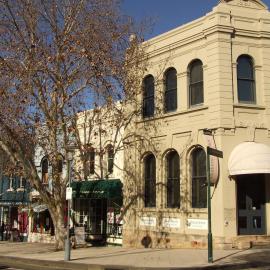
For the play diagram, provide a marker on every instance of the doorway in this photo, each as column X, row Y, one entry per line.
column 251, row 204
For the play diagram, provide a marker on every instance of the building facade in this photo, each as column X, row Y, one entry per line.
column 14, row 207
column 212, row 73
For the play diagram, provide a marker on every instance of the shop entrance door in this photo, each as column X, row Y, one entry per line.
column 251, row 204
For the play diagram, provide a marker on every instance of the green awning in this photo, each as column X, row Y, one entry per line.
column 97, row 189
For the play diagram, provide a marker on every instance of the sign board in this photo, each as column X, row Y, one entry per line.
column 214, row 152
column 214, row 167
column 148, row 221
column 68, row 193
column 197, row 224
column 171, row 223
column 79, row 235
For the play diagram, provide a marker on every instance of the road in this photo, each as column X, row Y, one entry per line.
column 2, row 267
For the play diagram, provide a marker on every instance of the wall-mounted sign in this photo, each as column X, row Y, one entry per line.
column 148, row 221
column 214, row 167
column 68, row 193
column 79, row 235
column 197, row 224
column 171, row 222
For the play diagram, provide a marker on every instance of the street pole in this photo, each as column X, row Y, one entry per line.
column 67, row 240
column 210, row 241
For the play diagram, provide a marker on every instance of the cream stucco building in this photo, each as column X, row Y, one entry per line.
column 212, row 73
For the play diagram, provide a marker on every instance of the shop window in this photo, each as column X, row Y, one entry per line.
column 245, row 80
column 59, row 164
column 150, row 181
column 110, row 154
column 170, row 90
column 199, row 190
column 196, row 95
column 91, row 158
column 148, row 96
column 44, row 170
column 11, row 183
column 173, row 180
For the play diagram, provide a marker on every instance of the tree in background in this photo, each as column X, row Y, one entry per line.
column 58, row 58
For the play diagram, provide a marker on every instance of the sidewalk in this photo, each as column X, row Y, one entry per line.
column 37, row 255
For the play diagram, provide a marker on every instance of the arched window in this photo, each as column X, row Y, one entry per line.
column 245, row 79
column 199, row 190
column 44, row 170
column 59, row 164
column 148, row 96
column 150, row 181
column 110, row 155
column 173, row 180
column 196, row 83
column 170, row 90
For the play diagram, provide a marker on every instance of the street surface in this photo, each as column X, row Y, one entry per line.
column 8, row 268
column 37, row 256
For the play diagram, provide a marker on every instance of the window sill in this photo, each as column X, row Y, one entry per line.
column 174, row 113
column 249, row 106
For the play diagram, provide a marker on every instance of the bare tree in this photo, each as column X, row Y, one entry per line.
column 58, row 58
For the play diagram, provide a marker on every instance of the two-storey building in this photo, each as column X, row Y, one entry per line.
column 212, row 73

# # # # #

● **Directions**:
Rename "play diagram" to "game map" in the material between the line holding "of the sign" and the line holding "column 2, row 267", inclusive, and give back only those lines with nothing else altered.

● **Complete answer**:
For the game map, provide a marker on every instance of the sign board in this photo, each as column X, row Y, one entry per line.
column 214, row 152
column 214, row 167
column 148, row 221
column 68, row 193
column 197, row 224
column 171, row 223
column 79, row 235
For the game map, provide a marker on every instance of the road in this photo, each as column X, row Y, one entry per line.
column 2, row 267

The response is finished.